Dave Bittner: [00:01:30] That's Liv Rowley, a cybercrime intelligence analyst focusing on the deep and dark web at Flashpoint. The report she's referring to is called "Analysis: Pricing of Goods and Services on the Deep & Dark Web."
Liv Rowley: [00:01:44] Some of the information came from the English language dark web marketplaces, which have been in the news a lot over the past six months or so. We also looked at some of the card shops, we looked at some RDP shops, and then the forums. So both Russian and English language forums featured heavily in this.
Dave Bittner: [00:02:02] I want to sort of work our way through the report together, talk about some of the different things that you all took a look at. And the first one is called "fullz," which is F-U-L-L-Z. Describe to us what we're talking about here.
Liv Rowley: [00:02:15] So fullz are, it's kind of cyber criminal slang for a full set of personally identifiable information, and that normally includes Social Security number, date of birth, and full name. Though, as noted in the report, it can also include all sorts of other information.
Dave Bittner: [00:02:31] And take us through, how does the pricing break down for fullz?
Liv Rowley: [00:02:34] So we found that in English language dark web marketplaces, which is where we did most of our fullz research for this report, your average price per record, you know, per fullz for Social Security number, date of birth, was between $1 and $8 U.S. dollars. So, for example, if you wanted to buy somebody's credit card number with their accompanying Social Security number, that's going to be more expensive. So there's other data that can be factored in to this that would make it more expensive. But just the, you know, the typical Social Security number, date of birth, full name, that was between $1 and $8.

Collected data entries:

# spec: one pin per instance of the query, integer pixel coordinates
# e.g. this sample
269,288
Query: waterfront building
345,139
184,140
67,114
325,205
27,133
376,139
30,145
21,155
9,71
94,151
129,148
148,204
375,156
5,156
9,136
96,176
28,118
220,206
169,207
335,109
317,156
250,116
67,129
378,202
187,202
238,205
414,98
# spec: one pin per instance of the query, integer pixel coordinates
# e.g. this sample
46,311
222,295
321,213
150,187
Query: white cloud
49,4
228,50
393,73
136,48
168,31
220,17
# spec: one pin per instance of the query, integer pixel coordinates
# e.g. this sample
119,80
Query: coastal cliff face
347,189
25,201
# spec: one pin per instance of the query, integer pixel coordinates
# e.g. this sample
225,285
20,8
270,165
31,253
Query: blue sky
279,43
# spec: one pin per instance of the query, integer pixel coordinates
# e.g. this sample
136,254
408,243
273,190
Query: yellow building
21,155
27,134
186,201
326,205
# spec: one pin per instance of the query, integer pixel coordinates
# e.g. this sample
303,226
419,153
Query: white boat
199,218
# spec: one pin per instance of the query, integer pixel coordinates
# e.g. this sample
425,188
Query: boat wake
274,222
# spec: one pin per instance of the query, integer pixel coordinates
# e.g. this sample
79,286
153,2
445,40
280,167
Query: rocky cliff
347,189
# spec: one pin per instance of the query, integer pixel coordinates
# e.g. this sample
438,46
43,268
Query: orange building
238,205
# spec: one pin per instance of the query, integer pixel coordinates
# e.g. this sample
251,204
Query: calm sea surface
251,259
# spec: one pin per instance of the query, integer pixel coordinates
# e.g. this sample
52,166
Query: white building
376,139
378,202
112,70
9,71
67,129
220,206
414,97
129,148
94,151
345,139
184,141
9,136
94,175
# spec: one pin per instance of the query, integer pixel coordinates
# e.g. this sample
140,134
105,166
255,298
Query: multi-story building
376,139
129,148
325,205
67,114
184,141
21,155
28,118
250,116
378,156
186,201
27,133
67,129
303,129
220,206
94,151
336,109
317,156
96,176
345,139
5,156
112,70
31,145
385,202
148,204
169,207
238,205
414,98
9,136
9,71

**TO DO**
- 1) Decide whether each statement about the dark web pricing interview agrees with it: (a) Russian language forums were among the sources examined. (b) Most of the fullz research was carried out on Russian language forums. (c) A credit card number sold together with a Social Security number costs less than a basic fullz. Give yes or no for each, quoting the deciding words.
- 2) Proceed with the dark web pricing interview, starting after its final line.

**ANSWERS GIVEN**
- 1)
(a) Yes: "So both Russian and English language forums featured heavily in this."
(b) No: "So we found that in English language dark web marketplaces, which is where we did most of our fullz research for this report"
(c) No: "if you wanted to buy somebody's credit card number with their accompanying Social Security number, that's going to be more expensive."

- 2)
Dave Bittner: [00:03:13] Yeah, I mean, it strikes me that these are pretty cheap. Relatively low prices, even for fullz that come with a lot more information, it's really, looking at the data here, it's under a hundred bucks.
Liv Rowley: [00:03:25] Yes, yeah, it's pretty low.
Dave Bittner: [00:03:28] So let's move on to some of the exploit kits. Take us through what you found with that.
Liv Rowley: [00:03:32] So exploit kits, this was quite interesting. We focused mostly on Russian language forums, which is where a lot of the exploit kits come from and are marketed. And exploit kits, they're rarely sold, they're often almost entirely rented out, on either a daily, weekly, or monthly basis. And we found that the pricing for those tended to be very similar across exploit kits and across time, for the newer ones that is. So as an exploit kit comes out when it's, you know, first new. We found that it goes for between $80 to $100 to rent per day, $500 to $700 per week, and $1400 to $2000 per month.
Liv Rowley: [00:04:13] You know, those ranges depend a little bit on different functionalities that these exploit kits might be offering and, as noted in the report, if an exploit is older, if it's something that hasn't been updated fairly recently and it doesn't have those new functionalities, it tends to be priced lower than those ranges.
Dave Bittner: [00:04:33] And explain to us, what would I be purchasing these exploit kits to do?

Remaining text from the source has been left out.